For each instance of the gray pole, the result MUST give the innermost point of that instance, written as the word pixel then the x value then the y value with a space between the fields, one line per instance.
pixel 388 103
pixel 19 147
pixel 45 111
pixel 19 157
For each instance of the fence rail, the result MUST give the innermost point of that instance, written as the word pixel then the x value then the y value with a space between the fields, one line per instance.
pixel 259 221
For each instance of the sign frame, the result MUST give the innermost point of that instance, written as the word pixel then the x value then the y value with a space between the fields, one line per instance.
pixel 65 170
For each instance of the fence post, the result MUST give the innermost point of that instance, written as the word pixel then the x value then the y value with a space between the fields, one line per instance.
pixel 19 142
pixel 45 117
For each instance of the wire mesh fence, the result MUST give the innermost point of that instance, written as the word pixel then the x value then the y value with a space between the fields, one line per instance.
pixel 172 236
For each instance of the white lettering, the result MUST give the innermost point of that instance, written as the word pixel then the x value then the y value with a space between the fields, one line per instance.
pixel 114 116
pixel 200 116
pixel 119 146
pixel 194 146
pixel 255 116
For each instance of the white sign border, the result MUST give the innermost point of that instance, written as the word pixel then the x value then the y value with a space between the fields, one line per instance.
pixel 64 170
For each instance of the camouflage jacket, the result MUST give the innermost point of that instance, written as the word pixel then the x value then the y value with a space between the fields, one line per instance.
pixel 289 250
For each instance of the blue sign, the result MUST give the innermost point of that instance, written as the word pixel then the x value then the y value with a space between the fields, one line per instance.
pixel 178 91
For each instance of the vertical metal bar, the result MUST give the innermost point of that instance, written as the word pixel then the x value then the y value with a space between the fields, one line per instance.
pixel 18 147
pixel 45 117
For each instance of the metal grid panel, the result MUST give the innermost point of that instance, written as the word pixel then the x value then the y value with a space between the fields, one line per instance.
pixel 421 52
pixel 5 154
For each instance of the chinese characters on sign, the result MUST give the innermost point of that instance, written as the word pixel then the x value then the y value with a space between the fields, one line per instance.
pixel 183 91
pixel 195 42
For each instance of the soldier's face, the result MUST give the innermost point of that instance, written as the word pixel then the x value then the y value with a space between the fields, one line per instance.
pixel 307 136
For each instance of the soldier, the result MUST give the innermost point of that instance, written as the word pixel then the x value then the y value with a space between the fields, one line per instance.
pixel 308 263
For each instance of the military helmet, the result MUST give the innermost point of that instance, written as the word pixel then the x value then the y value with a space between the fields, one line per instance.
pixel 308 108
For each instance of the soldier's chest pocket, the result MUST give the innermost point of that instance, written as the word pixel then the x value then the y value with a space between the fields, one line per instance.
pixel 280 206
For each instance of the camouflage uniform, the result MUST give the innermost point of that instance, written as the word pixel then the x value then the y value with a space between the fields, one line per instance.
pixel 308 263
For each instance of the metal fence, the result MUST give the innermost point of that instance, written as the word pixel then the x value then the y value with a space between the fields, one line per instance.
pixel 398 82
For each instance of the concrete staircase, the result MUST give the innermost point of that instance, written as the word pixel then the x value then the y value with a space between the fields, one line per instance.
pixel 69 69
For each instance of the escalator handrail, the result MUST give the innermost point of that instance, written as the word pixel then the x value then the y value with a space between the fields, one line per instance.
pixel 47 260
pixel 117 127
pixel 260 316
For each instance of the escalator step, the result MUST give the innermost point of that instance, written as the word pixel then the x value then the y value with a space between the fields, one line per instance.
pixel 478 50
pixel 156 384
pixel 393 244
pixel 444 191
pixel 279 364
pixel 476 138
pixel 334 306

· · ·

Copy out exactly the line holding "For each instance of the concrete" and each line after it through the end of the entries, and leave out everything else.

For each instance of the concrete staircase, the result MUST give the innermost point of that instance, written as the word pixel then the x value then the y value with a space between the fields, one line per instance.
pixel 69 69
For each instance of the escalator handrail, the result MUST give the innermost point of that instance, written as the word pixel then the x value then the y value with a space between the fields, one line per instance.
pixel 47 260
pixel 117 127
pixel 260 316
For each instance of the escalator step, the result MUST give the innermost point of that instance, written as the word pixel then the x value then the y value with a space between the fields, one line per instance.
pixel 478 50
pixel 156 384
pixel 393 244
pixel 444 191
pixel 279 364
pixel 476 138
pixel 334 306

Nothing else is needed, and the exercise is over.